— Problem to work on —
To complete this task, print all the data below exactly but leave out the images.

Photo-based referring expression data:
BEGIN

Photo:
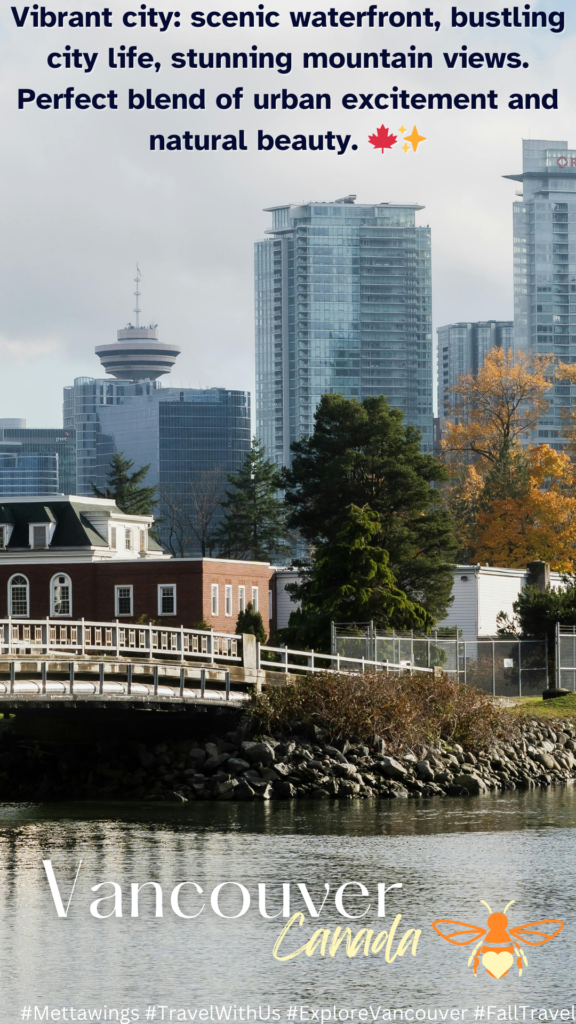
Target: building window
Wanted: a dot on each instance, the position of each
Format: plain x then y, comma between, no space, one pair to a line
60,595
18,597
38,537
167,599
123,600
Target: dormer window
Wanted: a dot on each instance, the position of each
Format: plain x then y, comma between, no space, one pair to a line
39,537
5,534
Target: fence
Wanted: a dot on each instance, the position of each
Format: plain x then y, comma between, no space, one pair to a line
566,656
502,667
285,659
48,636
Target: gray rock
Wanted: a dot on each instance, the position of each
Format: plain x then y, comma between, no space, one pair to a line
237,765
393,768
335,755
474,783
258,752
243,791
545,759
174,798
212,764
424,771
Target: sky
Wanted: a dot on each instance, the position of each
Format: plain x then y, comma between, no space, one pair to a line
83,199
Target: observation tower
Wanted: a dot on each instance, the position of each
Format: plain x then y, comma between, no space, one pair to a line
137,354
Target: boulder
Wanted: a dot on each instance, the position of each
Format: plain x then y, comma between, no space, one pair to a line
243,791
258,752
545,759
393,768
472,783
237,765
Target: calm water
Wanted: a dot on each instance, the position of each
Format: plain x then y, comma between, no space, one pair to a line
448,855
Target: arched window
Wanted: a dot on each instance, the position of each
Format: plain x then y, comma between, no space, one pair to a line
60,595
18,597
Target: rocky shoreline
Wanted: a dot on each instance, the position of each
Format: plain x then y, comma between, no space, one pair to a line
281,767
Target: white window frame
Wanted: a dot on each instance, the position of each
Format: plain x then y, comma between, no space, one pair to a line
53,584
5,535
118,587
18,614
162,587
48,528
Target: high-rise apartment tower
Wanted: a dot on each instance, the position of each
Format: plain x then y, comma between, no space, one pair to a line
544,229
461,350
342,304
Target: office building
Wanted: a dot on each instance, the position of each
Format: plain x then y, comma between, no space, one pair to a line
42,460
461,350
342,304
544,244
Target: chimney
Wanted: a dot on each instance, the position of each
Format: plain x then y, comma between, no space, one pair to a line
538,576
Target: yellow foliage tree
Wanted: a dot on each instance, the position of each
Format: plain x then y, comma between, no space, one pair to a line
511,501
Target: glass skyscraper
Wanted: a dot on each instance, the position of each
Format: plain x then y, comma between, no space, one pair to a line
342,304
461,350
49,448
544,244
180,432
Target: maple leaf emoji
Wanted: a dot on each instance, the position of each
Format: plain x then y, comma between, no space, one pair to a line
382,139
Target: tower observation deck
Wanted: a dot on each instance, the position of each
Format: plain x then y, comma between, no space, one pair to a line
137,354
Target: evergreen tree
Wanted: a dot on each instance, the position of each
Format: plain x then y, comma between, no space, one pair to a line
125,487
251,622
254,524
362,454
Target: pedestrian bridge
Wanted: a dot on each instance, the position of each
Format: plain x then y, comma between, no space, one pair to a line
48,662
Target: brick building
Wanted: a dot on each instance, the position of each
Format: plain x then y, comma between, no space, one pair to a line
76,557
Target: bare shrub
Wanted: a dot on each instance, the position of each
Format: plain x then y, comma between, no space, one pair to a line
406,711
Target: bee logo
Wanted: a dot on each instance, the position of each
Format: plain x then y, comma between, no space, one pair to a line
500,946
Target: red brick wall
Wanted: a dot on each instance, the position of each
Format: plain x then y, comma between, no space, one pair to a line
93,583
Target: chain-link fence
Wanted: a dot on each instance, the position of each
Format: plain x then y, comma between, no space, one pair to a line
566,656
502,667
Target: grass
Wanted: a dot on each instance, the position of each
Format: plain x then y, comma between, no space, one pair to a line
527,708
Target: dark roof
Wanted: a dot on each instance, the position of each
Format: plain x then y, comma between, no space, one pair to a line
73,527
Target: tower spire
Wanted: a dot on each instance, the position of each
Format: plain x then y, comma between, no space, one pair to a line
137,294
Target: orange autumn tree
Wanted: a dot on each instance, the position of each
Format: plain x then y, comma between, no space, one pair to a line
511,501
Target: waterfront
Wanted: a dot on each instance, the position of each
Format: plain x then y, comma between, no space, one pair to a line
448,854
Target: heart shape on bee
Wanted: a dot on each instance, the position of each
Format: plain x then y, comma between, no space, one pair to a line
497,964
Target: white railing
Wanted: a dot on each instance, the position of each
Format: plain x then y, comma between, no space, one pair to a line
317,663
49,636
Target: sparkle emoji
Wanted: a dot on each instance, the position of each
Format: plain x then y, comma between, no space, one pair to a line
413,138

END

— Final answer —
Photo:
Target: building window
Wanted: a dot on each instance, the position of each
Format: plain x then y, comma between, no space, one pair to a line
60,595
18,597
38,537
167,599
123,600
Target: dormer window
Wanted: a dot on each instance, the position of each
Format: plain x then y, comma between, no space, one pair to a line
39,537
5,534
Target: fence
Wanted: a dot on each instance, the position of each
Format: plain x then y, comma between, no space, one pair to a line
566,656
502,667
285,659
48,636
Target: gray rock
Wanted: a dot on each instance, the position of each
Format: plain x then y, comma between, no space, one pair to a line
237,765
393,768
335,755
474,783
258,752
243,791
545,759
174,798
212,764
424,771
Target: sky
Wanted: a dot on each instance, the position of each
Format: plain x then y, comma between, no space, one pair to a line
83,199
Target: observation tower
Wanted: a dot on each instance, the position of each
Format: plain x then y, comma between, no space, one pair to a line
137,354
Target: boulder
Wanted: a dot on each instance, the position of each
Format: plain x then y, comma between, no space, one pair to a line
243,791
258,752
545,759
393,768
472,783
237,765
Target: calm water
Wanted: a dot on each instance, the position of each
Format: plain x then y, comma between, no space, one pair to a line
448,855
Target: arched window
Wanted: a dot on each instance, the position of each
Format: plain x then y, comma between, no space, one pair to a line
60,595
18,597
Target: rocky shoreline
Wanted: a dot on each instance, the position of each
Format: plain x then y, comma between, no space, one pair to a line
281,767
Target: white window frame
Wanted: a dot on each instance, the position of each
Format: plain x then y, comma between, no space, one pair to a line
53,584
5,535
118,587
18,614
162,587
48,528
Target: high-rise apartment tower
Wanted: a dot on each instance, the position of each
Format: plain x then y, comma between, no space, one pair to a line
544,229
461,350
342,304
Target: office building
Wanted: a dot on each instance, the position of each
Format: plain x then y, comma between, no space, one pair to a line
42,460
461,350
342,304
544,244
Target: chimney
Wanted: a dot on each instance, the position of each
Format: plain x then y, comma between, no space, one pair to a line
538,576
Target: yellow foliage tree
Wanted: a dot on each instance, the position of each
Format: plain x then y, comma between, no space, one pair to a line
511,501
Target: glass skyscraper
Wanted: a dot on each instance, the position of each
Format: plain x then y, comma between, no space, one pair to a line
342,304
461,350
49,448
544,244
180,432
Target: maple leaf emoji
Wanted: a dot on each instance, the position of each
Format: plain x then y, comma between, no space, one pair to a line
382,139
Target: tower observation deck
Wanted: a dot on each instance, the position of each
Format: plain x then y, comma between, no space, one pair to a line
137,354
Target: evergreen tree
Wanted: a dot on each instance, the position of each
Format: plain x then y, comma between, no space, one pair to a line
125,487
251,622
254,524
362,454
Target: pedestrian bridge
Wanted: a dot on each instance, the position of each
Format: plain x then y, comma between, no space, one pair to a line
48,662
Target: brick building
Wanted: a dot on each instance, the position of each
Format: plain x then y, comma between, no space, one pair to a line
76,557
Target: bare shrub
Wanted: a dot on each instance, the position of each
Format: plain x then y, comma between, no space, one pair to a line
406,711
Target: bee logo
Wanted: a dot on each instance, the position of each
Format: plain x then y, comma between, no space, one pair to a line
500,946
Target: red brick wall
Wanted: a dot on each instance, the position of each
Format: plain x then y, comma between, no space, one pair to a line
93,583
Target: chain-link fence
Wanted: a dot on each instance, the position of each
Format: plain x then y, comma between, no space, one pair to a line
566,656
502,667
Target: grass
Wanted: a dot on each instance, the position of each
Format: plain x then y, comma between, no space, one pair to a line
527,708
Target: dark roof
Wanted: a dot on each instance, the position of each
Format: plain x then y, comma between, no space, one pair to a line
73,527
Target: tower spire
Wanted: a dot on each instance, the position of each
Format: plain x then y, comma between, no space, one pair to a line
137,294
Target: orange autumn tree
Wanted: a dot on each instance, the position of each
Format: plain x then y, comma between, no space, one pair to a line
511,501
Target: waterfront
Wanted: a dot on each instance, the position of each
Format: plain x then y, comma between, no space, one pair to a line
448,854
Target: heart shape on bee
Wanted: a dot on each instance, the position of each
Format: plain x then y, comma between, no space, one pair to a line
497,964
Target: white railing
Wanted: a dot on each instance, the position of each
Format: plain x then y, comma between, no space, one pair to a line
317,663
49,636
Target: sparkle emoji
Wanted: a dot on each instance, the position of each
Format: plain x then y, comma between, no space, one pair to a line
413,138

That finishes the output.